─── Texto citado ───

El Evangelio de la Misa (Mt 16, 13-20) presenta a Jesús con sus discípulos, mientras caminan les pregunta: “¿Quién dicen los hombres que es el Hijo del Hombre?... Y vosotros, ¿quién decís que soy Yo?”.
 
La cuestión dirigida a todos aquellos que le siguen, encuentra un especial eco en San Pedro, quien, movido por la gracia, contesta: “Tú eres el Cristo, el Hijo de Dios vivo”. Jesús le llama bienaventurado por esa respuesta en la que confiesa abiertamente la divinidad de Jesucristo.
 
Los Apóstoles, por boca de Pedro, dieron a Jesús la respuesta acertada después de dos años de convivencia y de trato íntimo con Él. Pero el mismo Jesús vive ahora y nos sigue preguntando sobre nuestra fe y nuestra confianza en Él, si lo que representa en nuestra vida en nuestra vida está en coherencia con quien es el mismo Jesucristo.
 
1. Creo en Jesucristo, su único Hijo, nuestro Señor. El segundo artículo del Credo nos enseña que el Hijo de Dios es la segunda persona de la santísima Trinidad: que es Dios eterno, omnipotente, Creador y Señor como el Padre, que se hizo hombre para salvarnos, y que el Hijo de Dios hecho hombre se llama Jesucristo.
 
El Hijo de Dios tomó cuerpo y alma, como tenemos nosotros, en las purísimas entrañas de María Virgen, por obra del Espíritu Santo, y nació de esta Virgen. Para redimir al mundo con su sangre preciosa, padeció bajo Poncio Pilato, murió en la Cruz y fue sepultado.
 
2. Al tercer día resucitó de entre los muertos, subió a los cielos y desde allí ha de venir a juzgar a los vivos y a los muertos. Siendo como Dios igual al Padre en la gloria, fue como hombre ensalzado sobre todos los Ángeles y Santos y constituido Señor de todas las cosas.

───

» Consigna 1
Responde con base en el texto citado:
(a) ¿Qué pasaje del Evangelio se lee en la Misa?
(b) ¿Tras cuántos años de convivencia con Jesús dieron los Apóstoles la respuesta acertada?
(c) ¿Bajo quién padeció el Hijo de Dios?
» Consigna 2
Enumera las tres cosas que, según el texto citado, hizo o sufrió el Hijo de Dios para redimir al mundo con su sangre preciosa.
» Consigna 3
Cita sin cambios el tramo del texto citado que va desde "1. Creo en Jesucristo, su" hasta "todas las cosas.".

─── Datos del conjunto ───

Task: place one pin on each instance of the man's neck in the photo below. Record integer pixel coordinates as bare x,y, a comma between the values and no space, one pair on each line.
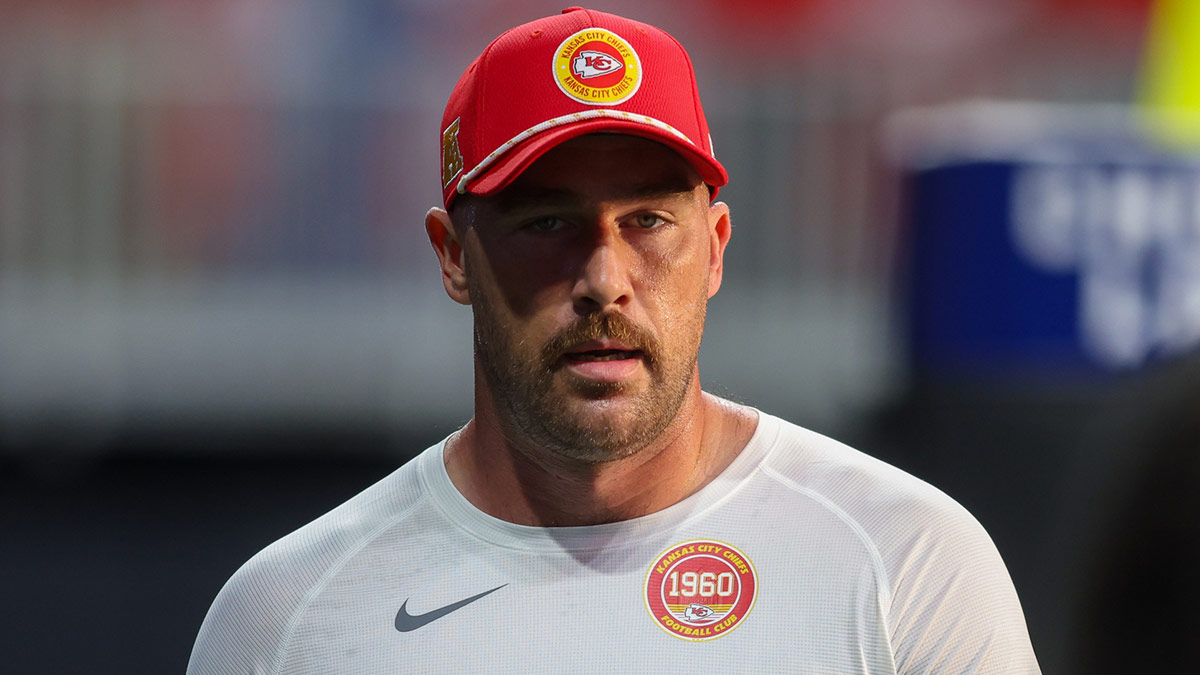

───

» Respuesta 1
(a) Mt 16, 13-20.
(b) Dos años.
(c) Bajo Poncio Pilato.

» Respuesta 2
Padeció bajo Poncio Pilato, murió en la Cruz y fue sepultado.

» Respuesta 3
1. Creo en Jesucristo, su único Hijo, nuestro Señor. El segundo artículo del Credo nos enseña que el Hijo de Dios es la segunda persona de la santísima Trinidad: que es Dios eterno, omnipotente, Creador y Señor como el Padre, que se hizo hombre para salvarnos, y que el Hijo de Dios hecho hombre se llama Jesucristo.
 
El Hijo de Dios tomó cuerpo y alma, como tenemos nosotros, en las purísimas entrañas de María Virgen, por obra del Espíritu Santo, y nació de esta Virgen. Para redimir al mundo con su sangre preciosa, padeció bajo Poncio Pilato, murió en la Cruz y fue sepultado.
 
2. Al tercer día resucitó de entre los muertos, subió a los cielos y desde allí ha de venir a juzgar a los vivos y a los muertos. Siendo como Dios igual al Padre en la gloria, fue como hombre ensalzado sobre todos los Ángeles y Santos y constituido Señor de todas las cosas.